Source:
====================

Trading with an appropriately licensed broker is critical for any client, particularly in a massive financial market like forex, which bad players can easily manipulate. Nowadays, the vast majority of forex brokers one comes across are regulated by the FCA CySEC or even both.
Like most things in life, brokers don’t operate in the same manner, which is primarily down to how they are overseen. Although the FCA and CySEC are highly regarded and recognized, it does help to understand what traders should expect from each when observing a broker’s services.
Overall, we can summarise CySEC as being less strict while the FCA is more so. A broker supervised by the latter is seen with more prestige due to the higher licensing cost and the UK’s prosperous economy.
This difference is evident in the strictness between FCA and CySEC-governed brokers in forex.
What are the FCA and CySEC?
While only being founded in April 2013, the FCA (Financial Conduct Authority) oversees more than 58 000 UK-based financial service providers. This organization came to be after the dissolving of the Financial Services Authority.
Unlike its counterpart, the FCA is not government-owned. Nonetheless, it is the UK’s leading financial supervisory body continuously aiming to uphold the integrity of the financial markets within the region at a retail and wholesale level.
Despite not being government-controlled, the FCA is a powerful body with immense authority in how derivatives are marketed, the banning of potentially misleading products, licensing fees, imposing sanctions, the freezing of assets when organizations are being investigated, and other crucial decisions.
Despite hailing from the small island country of Cyprus, CySEC (Cyprus Securities and Exchange Commission) is one of the biggest government-owned regulatory agencies for retail forex and binary options brokers globally.
The agency aims to make Cyprus’ financial market a reliable and attractive investment destination for international firms. CySEC was established in 2001, becoming a member state of the European Union three years afterward. This means the supervisory agency has significant oversight in the EU markets.
Like most regulatory bodies, CySEC has several duties to fulfill, such as granting and suspending operating licenses, ensuring entities under its wing are compliant with particular laws, imposing the necessary disciplinary measures, and more.
Segregated account differences
A segregated account in forex is a company account separating client deposits from its own money. Account segregation is critical for brokers as it prevents any unnecessary utilization of customer funds for reasons other than meeting possible margin requirements or withdrawal transactions.
In other words, with a segregated account, a broker shouldn’t use money from their customers for their own purposes. Moreover, if a company were to face any possible liquidation issues, it could return its clients’ funds.

====================

Recorded information:
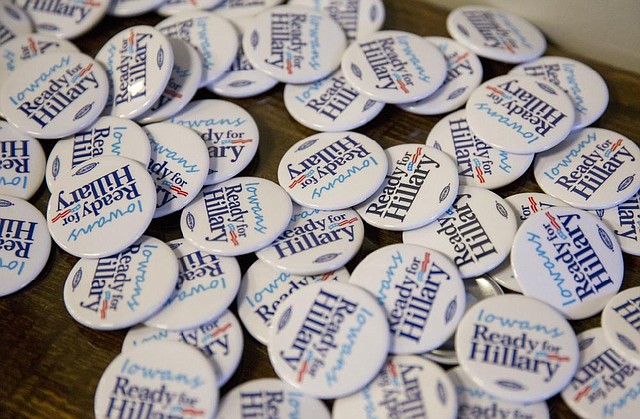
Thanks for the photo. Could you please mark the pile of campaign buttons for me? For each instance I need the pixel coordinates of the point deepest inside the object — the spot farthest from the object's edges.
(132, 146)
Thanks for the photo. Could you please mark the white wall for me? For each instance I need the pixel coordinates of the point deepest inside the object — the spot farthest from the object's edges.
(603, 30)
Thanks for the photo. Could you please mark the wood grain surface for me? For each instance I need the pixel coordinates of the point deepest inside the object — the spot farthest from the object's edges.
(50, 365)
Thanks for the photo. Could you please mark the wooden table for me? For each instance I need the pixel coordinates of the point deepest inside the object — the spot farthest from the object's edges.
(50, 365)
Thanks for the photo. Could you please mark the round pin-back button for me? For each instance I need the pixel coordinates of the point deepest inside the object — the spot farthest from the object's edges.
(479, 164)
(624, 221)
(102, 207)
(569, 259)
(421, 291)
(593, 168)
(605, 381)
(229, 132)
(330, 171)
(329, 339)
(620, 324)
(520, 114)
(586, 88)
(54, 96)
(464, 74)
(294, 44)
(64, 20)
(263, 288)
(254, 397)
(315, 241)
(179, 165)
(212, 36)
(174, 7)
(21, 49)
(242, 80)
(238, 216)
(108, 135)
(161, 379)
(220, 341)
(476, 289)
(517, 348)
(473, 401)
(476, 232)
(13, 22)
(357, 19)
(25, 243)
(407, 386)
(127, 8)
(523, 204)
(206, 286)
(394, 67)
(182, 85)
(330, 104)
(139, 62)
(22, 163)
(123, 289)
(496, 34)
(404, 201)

====================

What you will do:
1: From the article on FCA and CySEC, transcribe the passage starting at "Like most regulatory" and ending at "measures, and more.".
2: According to the article on FCA and CySEC, in what year was CySEC established?
3: Extend the article on FCA and CySEC, picking up after its last sentence.

Exercise results:
1:
Like most regulatory bodies, CySEC has several duties to fulfill, such as granting and suspending operating licenses, ensuring entities under its wing are compliant with particular laws, imposing the necessary disciplinary measures, and more.

2: 2001

3:
Ultimately, the FCA mandates their brokers to have segregated accounts. With CySEC, this is not a compulsory requirement, and it might perhaps be one of the reasons some CySEC brokers have withdrawal issues (covered later).
Brokers with segregated accounts are perceived more favorably. Clients consider this feature as fostering safety and transparency.
Overall, traders receive more leverage with CySEC brokers than they do with the FCA. In 2018, the European Securities and Market Authority (ESMA) implemented a few significant laws to provide a more risk-centric trading environment, one of which was drastically reducing the leverage offered to clients in many instruments.
FCA brokers are affected by the new rules created by ESMA. For starters, most FCA brokers provide the maximum leverage of 1:20 for non-major forex pairs (markets not US-based) and 1:30 leverage for major forex pairs (markets that are US-based).
On the other hand, CySEC brokers have no restrictions and can offer leverage well above 1:500. Therefore, if you’re a UK resident, you will need to be a lot more capitalized to trade currencies.
Risk warning differences
Another distinction between FCA and CySEC brokerages is the risk disclaimers. ESMA also stipulated that FCA brokers needed to display standardized risk warnings on their websites with specific reference to the actual percentage of traders who’ve lost money with them.
You will rarely find such cautions with a CySEC broker.
Generally, FCA brokers have faster withdrawal times than their counterparts. The regulation states that the brokers aren’t allowed to delay or block withdrawals, assuming a client has met the necessary terms and conditions beforehand.
On the other hand, you may hear some traders complaining about delays with their withdrawals from primarily CySEC brokers, and this is because they are not mandated to facilitate these quickly.
Another influential rule in ESMA’s 2018 interventions was a ‘restriction on the incentives offered to trade CFDs.’ More specifically, this rule meant FCA brokers couldn’t provide any bonuses or promotions for new or existing clients.
These include things like no-deposit bonuses and first-time deposit bonuses/credits. CySEC brokers still provide these promotions, which have received a mixed reception over the years.
For the most part, bonuses don’t offer traders any real benefits because of the many terms and conditions to respect. Therefore, regardless of the broker you choose, one is often better off trading with whatever capital they have without any restrictions.
Let’s summarise below what to expect from FCA and CySEC brokers as a forex trader.
- FCA brokers must have segregated accounts; with CySEC brokers, this is optional.
- You can expect lower leverage as a UK client with an FCA broker, while this is much higher with a CySEC broker.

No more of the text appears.